> Texte fourni
Bill Clinton entreprend jeudi 16 novembre - et pour trois jours - le voyage le plus symbolique de sa présidence à Hanoï et à Ho Chi Minh-Ville, l´ancienne Saïgon, d´où, il y a vingt-cinq ans, l´ambassadeur américain s´enfuyait à la hâte juste avant l´entrée des chars communistes. La guerre du Vietnam a en effet meurtri, plus que tout autre conflit, l´Amérique du XXe siècle. Cinquante-huit mille de ses enfants y ont trouvé la mort, dont les noms sont gravés sur le célèbre Mémorial de Washington. Toute une génération s´est formée à la politique en s´opposant à cette aventure sanglante dans les rizières et sur les plateaux d´Indochine. Nombre de ses vétérans, aujourd´hui quinquagénaires, gardent au cœur l´amertume de leur jeunesse gâchée, loin de chez eux, dans les drames de ce combat douteux.

Entrées tirées d'une collection
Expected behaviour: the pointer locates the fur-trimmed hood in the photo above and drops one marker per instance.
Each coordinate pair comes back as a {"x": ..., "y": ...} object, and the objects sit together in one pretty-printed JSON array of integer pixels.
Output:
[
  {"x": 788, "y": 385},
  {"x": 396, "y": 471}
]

> Exercice
D'après le texte fourni, combien d'Américains sont morts pendant la guerre du Vietnam, s'il vous plaît ?

> Exercice corrigé
Cinquante-huit mille Américains y ont trouvé la mort.